2 Kings 24:1 - 25:10.
Sin's Final Consequence
American Journal of Biblical Theology August 22, 2004 Copyright © 2004, J.W. Carter
www.biblicaltheology.com Scripture quotes from KJV
2 Kings ends with the end of the reign of the kings of Judah, ending the period of the Jewish kings. The tribe of Judah remained in the promised land of Canaan for about 130 years after the exile and destruction of the northern nation of Israel. The northern nation, following the division of the kingdom after Solomon's reign, failed at any time to turn to the Lord. Its kings were a succession of pagan leaders who promoted idolatry and the sensual and perverted worship practices of the pagan culture. The consequence of sin is separation from God, and after about 400 years of apostasy, God drove them from the land and they were destroyed as a nation.
What is the relationship between exile from Canaan and separation from God? Today's "moderns" understand the doctrine of God's omnipresence: God's existence and influence is equally and powerfully present in every point in the universe. One cannot escape God by means of travel. However, ancient culture had no concept of the vastness of the universe, and little teaching of the omnipresence of God. Since different local cultures developed their own sets of pagan gods, their intrinsic localities led to a belief that the influence of the gods was geographically limited and centered around those who gave them authority. This is why Jonah attempted to run away from God by taking a ship to the farthest known place in the region.
For God to remove the people from the promised land was a metaphor for separation from Him. Those who were exiled from the promised land could physically observe how they had lost the promised inheritance. God is Holy and Just, and does not condone sin, nor does he allow unrighteousness in His presence. In the same manner, God has promised eternal life with Him for those who turn to Him in faith.

Material to process:
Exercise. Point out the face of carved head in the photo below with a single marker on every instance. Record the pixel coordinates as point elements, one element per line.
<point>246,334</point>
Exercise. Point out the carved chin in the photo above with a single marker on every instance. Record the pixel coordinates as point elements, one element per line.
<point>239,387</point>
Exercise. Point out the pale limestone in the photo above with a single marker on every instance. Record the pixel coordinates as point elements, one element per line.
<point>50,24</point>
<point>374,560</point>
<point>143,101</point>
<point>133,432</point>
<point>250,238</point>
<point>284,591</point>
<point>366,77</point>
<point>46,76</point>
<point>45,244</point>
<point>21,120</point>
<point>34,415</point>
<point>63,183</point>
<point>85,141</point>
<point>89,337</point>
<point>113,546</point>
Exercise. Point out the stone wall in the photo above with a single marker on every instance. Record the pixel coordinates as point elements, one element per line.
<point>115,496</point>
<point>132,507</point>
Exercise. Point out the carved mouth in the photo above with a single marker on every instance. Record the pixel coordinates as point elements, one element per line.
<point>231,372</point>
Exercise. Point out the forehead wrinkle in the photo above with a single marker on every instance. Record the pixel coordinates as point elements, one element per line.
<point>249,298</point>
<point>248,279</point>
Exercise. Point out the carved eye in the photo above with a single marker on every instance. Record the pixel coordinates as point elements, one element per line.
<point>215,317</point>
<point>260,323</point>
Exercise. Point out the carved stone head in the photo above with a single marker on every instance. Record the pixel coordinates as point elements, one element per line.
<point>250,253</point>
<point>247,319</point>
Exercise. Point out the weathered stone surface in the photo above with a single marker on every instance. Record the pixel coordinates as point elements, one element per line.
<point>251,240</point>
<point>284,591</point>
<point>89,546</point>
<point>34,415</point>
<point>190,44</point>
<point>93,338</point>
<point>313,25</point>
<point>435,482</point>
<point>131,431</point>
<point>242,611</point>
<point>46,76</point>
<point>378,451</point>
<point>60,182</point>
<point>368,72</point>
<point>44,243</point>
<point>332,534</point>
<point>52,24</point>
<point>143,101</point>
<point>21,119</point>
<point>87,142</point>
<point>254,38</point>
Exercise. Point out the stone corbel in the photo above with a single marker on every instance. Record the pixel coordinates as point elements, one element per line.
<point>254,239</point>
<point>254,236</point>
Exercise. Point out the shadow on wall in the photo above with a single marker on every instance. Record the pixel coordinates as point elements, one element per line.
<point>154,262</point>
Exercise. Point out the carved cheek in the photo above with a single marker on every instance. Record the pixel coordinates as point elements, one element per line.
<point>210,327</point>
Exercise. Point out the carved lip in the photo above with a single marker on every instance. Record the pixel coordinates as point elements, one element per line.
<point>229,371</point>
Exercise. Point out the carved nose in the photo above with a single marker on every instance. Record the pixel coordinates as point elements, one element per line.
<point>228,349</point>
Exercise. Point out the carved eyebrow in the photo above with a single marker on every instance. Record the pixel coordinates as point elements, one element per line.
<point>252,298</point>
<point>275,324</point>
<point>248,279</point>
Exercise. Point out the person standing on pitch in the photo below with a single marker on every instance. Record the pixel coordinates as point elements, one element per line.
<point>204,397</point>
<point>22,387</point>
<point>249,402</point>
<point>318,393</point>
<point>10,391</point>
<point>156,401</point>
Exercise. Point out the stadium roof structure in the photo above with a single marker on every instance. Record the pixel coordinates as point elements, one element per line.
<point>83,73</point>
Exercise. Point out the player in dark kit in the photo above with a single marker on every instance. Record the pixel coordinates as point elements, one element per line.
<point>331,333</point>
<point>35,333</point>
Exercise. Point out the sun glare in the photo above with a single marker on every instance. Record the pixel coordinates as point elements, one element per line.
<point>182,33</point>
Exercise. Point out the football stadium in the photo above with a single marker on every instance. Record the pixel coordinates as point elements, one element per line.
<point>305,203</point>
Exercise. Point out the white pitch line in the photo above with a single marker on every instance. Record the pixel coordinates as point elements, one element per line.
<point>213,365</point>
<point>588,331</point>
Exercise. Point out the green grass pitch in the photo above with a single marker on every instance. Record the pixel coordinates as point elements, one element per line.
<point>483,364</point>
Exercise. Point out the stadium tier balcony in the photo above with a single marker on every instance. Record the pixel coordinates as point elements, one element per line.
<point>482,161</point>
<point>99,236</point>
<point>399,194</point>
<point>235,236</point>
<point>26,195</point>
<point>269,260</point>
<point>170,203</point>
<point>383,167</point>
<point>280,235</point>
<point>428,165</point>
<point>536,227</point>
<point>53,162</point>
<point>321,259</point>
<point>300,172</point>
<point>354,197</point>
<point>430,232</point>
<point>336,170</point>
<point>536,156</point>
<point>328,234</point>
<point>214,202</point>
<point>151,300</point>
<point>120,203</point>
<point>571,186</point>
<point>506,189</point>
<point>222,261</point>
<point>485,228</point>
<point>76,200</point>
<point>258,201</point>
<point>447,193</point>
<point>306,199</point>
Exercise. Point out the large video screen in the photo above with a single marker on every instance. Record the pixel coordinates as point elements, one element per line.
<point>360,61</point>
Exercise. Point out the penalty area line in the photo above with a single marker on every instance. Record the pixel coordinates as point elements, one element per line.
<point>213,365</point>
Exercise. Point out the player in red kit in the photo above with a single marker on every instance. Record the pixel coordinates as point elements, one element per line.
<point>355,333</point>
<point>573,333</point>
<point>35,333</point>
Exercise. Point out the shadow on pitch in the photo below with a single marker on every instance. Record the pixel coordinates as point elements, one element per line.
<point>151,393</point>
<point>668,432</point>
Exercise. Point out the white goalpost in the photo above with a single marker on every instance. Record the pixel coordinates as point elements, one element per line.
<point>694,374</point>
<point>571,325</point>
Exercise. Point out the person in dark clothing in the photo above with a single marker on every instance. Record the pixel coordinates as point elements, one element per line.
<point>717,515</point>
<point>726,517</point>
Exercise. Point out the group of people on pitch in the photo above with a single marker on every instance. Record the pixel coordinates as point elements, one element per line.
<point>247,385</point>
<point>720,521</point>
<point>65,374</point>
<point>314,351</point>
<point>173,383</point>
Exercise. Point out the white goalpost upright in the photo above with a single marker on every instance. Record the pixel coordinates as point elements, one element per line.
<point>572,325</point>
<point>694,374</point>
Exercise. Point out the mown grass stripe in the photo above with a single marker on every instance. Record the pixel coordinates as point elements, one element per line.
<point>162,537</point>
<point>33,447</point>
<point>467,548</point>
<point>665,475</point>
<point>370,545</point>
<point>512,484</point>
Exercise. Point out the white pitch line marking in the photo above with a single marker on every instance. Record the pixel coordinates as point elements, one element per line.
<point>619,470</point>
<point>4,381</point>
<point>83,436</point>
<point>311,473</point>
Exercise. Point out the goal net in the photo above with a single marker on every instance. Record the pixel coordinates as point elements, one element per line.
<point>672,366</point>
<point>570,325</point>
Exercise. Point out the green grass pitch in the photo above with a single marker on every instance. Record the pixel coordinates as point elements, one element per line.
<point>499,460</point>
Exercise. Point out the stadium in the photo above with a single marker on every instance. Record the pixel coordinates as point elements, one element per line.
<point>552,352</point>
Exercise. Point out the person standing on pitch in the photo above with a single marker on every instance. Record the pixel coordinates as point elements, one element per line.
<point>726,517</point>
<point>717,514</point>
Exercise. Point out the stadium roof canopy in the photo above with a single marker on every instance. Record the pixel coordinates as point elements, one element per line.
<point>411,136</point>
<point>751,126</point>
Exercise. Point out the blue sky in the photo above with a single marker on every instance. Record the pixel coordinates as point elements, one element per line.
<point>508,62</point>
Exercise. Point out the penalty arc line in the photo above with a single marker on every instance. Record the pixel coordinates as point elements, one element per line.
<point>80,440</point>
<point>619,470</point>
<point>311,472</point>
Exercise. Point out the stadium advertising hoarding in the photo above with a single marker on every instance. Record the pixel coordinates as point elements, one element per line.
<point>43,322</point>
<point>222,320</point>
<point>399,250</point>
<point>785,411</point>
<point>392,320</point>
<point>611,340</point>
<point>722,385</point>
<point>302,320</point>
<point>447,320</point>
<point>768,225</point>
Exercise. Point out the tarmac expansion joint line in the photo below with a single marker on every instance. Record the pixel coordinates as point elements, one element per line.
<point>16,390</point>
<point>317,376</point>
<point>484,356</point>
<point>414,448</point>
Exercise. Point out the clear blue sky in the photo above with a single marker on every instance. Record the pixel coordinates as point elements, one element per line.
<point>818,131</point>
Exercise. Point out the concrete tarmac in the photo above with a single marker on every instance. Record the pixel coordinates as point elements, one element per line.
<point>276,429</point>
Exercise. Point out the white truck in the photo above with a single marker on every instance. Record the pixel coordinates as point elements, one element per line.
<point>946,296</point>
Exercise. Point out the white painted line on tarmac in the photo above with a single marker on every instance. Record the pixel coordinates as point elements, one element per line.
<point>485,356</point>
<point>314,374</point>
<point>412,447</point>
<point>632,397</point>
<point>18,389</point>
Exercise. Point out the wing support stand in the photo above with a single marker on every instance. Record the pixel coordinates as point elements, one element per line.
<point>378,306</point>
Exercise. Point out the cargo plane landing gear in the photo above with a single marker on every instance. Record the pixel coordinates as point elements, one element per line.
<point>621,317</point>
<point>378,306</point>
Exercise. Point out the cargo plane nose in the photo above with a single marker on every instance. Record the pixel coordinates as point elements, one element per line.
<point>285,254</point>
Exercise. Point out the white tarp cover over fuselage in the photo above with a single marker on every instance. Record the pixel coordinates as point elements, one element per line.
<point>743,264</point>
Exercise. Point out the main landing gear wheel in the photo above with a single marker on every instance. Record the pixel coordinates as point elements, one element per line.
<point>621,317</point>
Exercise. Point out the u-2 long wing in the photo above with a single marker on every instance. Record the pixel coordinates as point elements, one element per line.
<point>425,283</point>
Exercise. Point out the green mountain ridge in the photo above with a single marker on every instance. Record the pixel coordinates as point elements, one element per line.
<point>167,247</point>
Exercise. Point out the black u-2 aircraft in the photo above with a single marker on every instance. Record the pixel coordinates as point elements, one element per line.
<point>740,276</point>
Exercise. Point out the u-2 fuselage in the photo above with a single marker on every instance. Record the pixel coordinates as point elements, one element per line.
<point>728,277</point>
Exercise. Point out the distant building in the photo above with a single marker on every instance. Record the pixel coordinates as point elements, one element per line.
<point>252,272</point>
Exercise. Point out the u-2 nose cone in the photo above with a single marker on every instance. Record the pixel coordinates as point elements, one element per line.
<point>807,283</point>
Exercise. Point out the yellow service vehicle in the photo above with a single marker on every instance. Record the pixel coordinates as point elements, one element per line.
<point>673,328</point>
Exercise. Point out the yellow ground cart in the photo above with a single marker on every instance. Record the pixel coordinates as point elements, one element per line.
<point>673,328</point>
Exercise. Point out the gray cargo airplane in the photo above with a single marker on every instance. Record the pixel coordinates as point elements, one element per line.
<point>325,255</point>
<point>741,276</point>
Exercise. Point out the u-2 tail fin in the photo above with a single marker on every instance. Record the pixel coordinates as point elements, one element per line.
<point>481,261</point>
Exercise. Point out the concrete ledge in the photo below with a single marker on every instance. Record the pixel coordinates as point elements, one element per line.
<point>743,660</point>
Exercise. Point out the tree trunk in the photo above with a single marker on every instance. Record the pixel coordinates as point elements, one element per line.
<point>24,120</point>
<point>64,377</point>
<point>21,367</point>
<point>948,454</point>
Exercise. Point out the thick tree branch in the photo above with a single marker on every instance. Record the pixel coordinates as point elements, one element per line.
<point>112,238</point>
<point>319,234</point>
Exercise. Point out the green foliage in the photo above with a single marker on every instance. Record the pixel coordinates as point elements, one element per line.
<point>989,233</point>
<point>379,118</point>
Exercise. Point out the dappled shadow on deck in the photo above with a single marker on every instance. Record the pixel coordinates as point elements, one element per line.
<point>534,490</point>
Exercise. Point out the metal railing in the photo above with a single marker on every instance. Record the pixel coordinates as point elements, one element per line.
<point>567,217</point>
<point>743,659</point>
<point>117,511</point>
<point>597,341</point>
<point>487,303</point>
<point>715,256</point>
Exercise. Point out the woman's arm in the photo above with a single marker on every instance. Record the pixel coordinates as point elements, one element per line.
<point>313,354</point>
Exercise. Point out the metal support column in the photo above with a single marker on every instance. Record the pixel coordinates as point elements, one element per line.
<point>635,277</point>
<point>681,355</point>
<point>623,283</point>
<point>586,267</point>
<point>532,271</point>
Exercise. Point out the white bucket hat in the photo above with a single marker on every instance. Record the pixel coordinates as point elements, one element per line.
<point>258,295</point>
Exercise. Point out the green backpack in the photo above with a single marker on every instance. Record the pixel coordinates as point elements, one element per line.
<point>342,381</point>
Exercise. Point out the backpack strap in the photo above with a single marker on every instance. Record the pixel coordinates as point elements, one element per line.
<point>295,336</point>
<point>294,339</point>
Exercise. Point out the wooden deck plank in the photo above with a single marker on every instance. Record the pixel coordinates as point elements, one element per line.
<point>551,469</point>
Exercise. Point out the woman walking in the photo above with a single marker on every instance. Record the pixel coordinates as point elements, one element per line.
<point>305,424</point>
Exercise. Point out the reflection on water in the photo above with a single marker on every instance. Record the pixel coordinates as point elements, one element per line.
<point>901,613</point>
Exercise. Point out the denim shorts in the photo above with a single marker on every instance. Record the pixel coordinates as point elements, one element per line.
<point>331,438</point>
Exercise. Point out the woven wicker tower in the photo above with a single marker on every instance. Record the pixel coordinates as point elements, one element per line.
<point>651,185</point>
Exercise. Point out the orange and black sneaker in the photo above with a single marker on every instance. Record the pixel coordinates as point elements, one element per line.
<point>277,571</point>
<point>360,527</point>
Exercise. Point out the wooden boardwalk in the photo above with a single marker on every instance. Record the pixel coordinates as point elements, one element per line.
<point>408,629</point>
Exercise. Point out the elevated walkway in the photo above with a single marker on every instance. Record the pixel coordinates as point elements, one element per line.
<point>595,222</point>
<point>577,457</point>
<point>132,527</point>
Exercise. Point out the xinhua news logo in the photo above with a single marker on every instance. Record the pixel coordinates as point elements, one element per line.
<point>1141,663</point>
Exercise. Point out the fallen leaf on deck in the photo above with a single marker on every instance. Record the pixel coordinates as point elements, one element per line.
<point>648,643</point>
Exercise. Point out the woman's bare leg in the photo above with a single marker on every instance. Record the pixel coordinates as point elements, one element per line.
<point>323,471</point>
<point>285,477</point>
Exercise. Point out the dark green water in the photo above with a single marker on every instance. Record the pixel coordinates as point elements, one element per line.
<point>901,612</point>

What is asked:
A: Set down the part of the commentary on 2 Kings starting at "For God to remove" and ending at "Him in faith.", copied word for word.
B: Identify each line in the records that contains the string "deck", matching case, and copy those lines.

Task results:
A:
For God to remove the people from the promised land was a metaphor for separation from Him. Those who were exiled from the promised land could physically observe how they had lost the promised inheritance. God is Holy and Just, and does not condone sin, nor does he allow unrighteousness in His presence. In the same manner, God has promised eternal life with Him for those who turn to Him in faith.

B:
Exercise. Point out the dappled shadow on deck in the photo above with a single marker on every instance. Record the pixel coordinates as point elements, one element per line.
Exercise. Point out the wooden deck plank in the photo above with a single marker on every instance. Record the pixel coordinates as point elements, one element per line.
Exercise. Point out the fallen leaf on deck in the photo above with a single marker on every instance. Record the pixel coordinates as point elements, one element per line.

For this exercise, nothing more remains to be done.